◆ **Problem description**
Lay out the stretch from the line containing "Where can the cathedral" through the end of the material as a two-column CSV with the columns text and answer, one row per entry. Put each field in quotation marks, turn line breaks into spaces, and omit the pictures.

[begin Data for this exercise]

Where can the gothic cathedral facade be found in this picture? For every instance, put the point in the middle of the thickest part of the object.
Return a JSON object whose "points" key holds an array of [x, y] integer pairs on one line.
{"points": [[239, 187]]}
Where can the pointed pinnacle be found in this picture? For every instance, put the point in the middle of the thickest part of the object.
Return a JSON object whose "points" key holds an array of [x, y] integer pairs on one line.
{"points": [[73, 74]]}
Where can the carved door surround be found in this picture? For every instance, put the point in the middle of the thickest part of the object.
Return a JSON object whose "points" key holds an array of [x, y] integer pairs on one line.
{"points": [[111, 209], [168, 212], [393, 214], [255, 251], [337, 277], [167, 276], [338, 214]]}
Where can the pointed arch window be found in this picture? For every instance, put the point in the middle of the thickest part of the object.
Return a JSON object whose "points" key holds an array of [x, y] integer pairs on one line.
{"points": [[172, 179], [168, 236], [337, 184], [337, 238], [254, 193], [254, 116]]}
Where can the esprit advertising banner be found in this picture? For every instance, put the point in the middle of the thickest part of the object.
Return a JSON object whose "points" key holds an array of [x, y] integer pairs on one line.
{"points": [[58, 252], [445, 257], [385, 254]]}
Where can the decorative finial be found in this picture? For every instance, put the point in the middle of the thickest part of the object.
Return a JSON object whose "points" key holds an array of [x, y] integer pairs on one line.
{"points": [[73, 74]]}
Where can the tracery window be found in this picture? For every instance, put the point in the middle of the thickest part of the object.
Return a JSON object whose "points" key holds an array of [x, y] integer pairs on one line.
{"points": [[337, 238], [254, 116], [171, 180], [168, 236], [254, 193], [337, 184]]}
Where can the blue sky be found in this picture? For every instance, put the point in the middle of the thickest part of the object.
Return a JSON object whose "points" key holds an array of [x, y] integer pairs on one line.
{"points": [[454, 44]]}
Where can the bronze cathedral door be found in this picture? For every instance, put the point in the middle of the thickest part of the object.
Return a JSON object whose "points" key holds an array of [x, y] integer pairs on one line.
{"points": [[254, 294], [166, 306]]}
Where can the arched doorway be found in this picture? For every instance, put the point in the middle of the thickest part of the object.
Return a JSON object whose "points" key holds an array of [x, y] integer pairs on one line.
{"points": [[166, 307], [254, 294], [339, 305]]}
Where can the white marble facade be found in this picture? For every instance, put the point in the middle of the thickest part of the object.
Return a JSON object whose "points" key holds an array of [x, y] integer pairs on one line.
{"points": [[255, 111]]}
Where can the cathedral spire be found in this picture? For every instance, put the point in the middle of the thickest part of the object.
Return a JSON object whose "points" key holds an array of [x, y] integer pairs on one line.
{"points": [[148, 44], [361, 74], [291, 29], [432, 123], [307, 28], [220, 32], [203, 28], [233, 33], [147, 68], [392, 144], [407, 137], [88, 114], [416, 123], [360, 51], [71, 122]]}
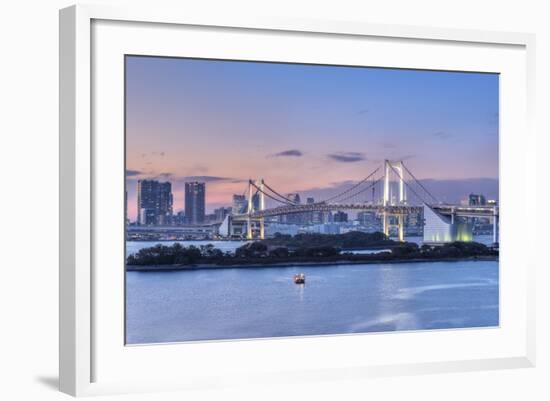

[end Data for this exercise]

◆ **Response below**
text,answer
"Where can the cathedral spire be found in this picture? For every instance, put the point in the middle of the thickest part of the object. Return a JSON object whose ""points"" key holds an array of [x, y] integer pairs on one line.","{""points"": [[148, 44], [361, 74], [291, 29], [432, 123], [307, 28], [220, 32], [203, 28], [233, 33], [147, 68], [392, 144], [407, 137], [88, 114], [416, 123], [360, 51], [71, 122]]}"